_GIVEN DATA_:
────────

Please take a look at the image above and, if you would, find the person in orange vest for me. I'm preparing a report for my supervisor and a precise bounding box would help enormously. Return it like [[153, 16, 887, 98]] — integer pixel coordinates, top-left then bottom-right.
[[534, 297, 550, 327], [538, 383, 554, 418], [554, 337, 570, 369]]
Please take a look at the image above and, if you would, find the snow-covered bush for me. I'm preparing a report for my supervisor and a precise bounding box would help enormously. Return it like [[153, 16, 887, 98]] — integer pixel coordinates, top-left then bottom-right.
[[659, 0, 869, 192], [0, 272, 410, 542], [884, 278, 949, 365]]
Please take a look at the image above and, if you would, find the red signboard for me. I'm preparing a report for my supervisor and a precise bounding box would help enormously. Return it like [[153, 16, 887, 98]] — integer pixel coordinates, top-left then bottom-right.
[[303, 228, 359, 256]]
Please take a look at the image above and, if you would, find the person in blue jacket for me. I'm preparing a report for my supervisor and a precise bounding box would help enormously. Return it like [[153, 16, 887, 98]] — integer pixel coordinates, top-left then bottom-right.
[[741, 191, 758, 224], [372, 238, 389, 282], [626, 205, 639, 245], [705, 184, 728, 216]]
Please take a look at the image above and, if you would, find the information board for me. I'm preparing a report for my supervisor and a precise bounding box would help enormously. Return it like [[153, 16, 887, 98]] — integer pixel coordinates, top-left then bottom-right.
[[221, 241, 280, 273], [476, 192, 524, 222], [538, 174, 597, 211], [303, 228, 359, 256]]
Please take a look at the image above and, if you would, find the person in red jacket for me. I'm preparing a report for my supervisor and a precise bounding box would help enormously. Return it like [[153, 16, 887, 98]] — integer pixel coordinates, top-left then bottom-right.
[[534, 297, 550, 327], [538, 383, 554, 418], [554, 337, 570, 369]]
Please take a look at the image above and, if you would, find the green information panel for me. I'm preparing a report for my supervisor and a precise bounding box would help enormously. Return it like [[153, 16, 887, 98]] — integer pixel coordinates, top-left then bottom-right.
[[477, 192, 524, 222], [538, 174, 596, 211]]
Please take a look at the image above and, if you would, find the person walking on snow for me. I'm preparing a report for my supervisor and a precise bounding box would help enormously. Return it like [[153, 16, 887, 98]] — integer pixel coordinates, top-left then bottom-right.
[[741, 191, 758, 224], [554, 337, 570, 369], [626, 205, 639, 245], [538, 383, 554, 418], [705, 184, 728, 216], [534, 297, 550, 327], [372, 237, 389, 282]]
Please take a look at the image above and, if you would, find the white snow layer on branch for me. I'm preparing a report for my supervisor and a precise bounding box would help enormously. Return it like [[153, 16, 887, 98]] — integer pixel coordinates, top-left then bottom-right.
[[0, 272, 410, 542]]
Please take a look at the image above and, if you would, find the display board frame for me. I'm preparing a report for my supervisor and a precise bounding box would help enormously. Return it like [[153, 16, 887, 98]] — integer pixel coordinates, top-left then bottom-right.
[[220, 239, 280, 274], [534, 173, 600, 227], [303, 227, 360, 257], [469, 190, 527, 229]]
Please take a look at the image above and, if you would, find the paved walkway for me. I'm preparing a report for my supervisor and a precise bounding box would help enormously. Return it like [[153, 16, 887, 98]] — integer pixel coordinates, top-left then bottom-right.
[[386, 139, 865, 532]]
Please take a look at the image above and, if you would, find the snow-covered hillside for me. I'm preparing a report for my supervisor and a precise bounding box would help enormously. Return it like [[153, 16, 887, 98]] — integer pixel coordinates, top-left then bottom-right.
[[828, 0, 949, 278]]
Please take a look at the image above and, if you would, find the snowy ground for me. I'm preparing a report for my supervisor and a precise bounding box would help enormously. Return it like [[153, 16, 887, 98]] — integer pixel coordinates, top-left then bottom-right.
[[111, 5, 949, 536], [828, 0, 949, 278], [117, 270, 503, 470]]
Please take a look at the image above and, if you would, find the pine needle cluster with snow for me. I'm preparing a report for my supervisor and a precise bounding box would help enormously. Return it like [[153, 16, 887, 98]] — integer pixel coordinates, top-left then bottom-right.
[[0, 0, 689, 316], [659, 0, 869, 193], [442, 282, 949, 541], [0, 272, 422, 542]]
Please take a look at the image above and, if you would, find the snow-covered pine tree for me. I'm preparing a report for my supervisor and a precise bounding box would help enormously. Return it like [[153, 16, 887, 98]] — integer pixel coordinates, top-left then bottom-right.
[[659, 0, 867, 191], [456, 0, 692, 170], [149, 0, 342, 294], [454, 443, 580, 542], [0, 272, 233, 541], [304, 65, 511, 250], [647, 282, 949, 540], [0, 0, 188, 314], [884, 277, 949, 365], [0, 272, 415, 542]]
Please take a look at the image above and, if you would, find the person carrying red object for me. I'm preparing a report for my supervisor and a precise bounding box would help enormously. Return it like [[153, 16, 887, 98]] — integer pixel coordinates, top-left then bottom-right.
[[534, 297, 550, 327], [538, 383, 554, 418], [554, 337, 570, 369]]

────────

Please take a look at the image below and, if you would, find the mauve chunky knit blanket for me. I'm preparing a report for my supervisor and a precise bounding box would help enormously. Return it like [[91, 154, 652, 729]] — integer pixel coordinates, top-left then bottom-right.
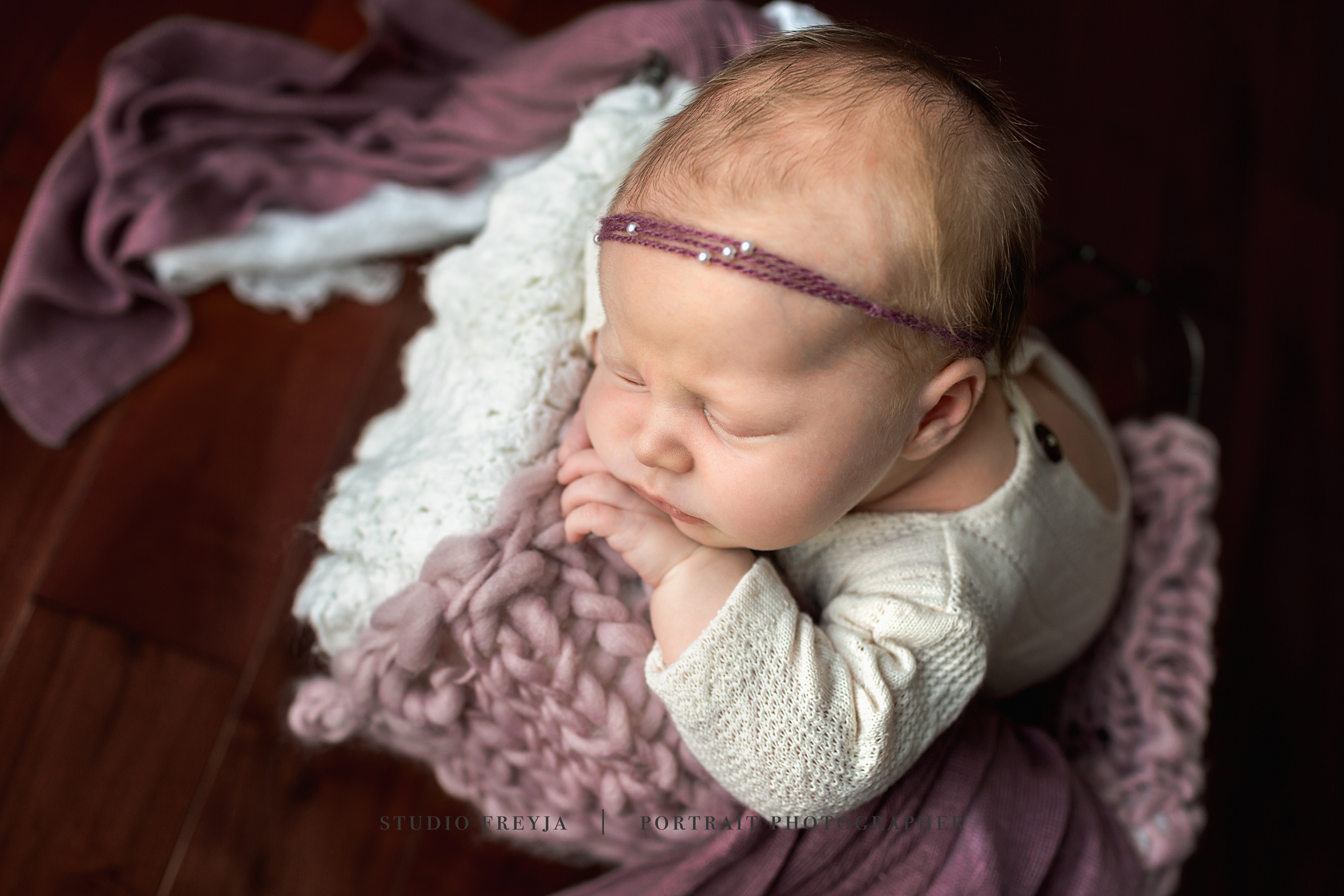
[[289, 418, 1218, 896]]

────────

_GIVEN EXERCISE_:
Which lines in the records above contain the string "pine"? Pick out each of them and copy it whole, treating uppercase and lowercase as different.

_SOLUTION FOR THIS EXERCISE_:
Please take a look at the image above and, if you would, find the pine needle cluster with snow for me. I'm preparing a report for my supervisor and a precise bounding box would help enormously. Return it like [[153, 16, 887, 98]] — integer pixel coordinates, top-left then bottom-right.
Please take a look at the image above and, if you would, find the snow-covered pine tree for me. I'm preparing a report for my supervisor and a precise bounding box would help enormously. Return it like [[153, 16, 887, 98]] — integer pixel coordinates, top-left then bottom-right.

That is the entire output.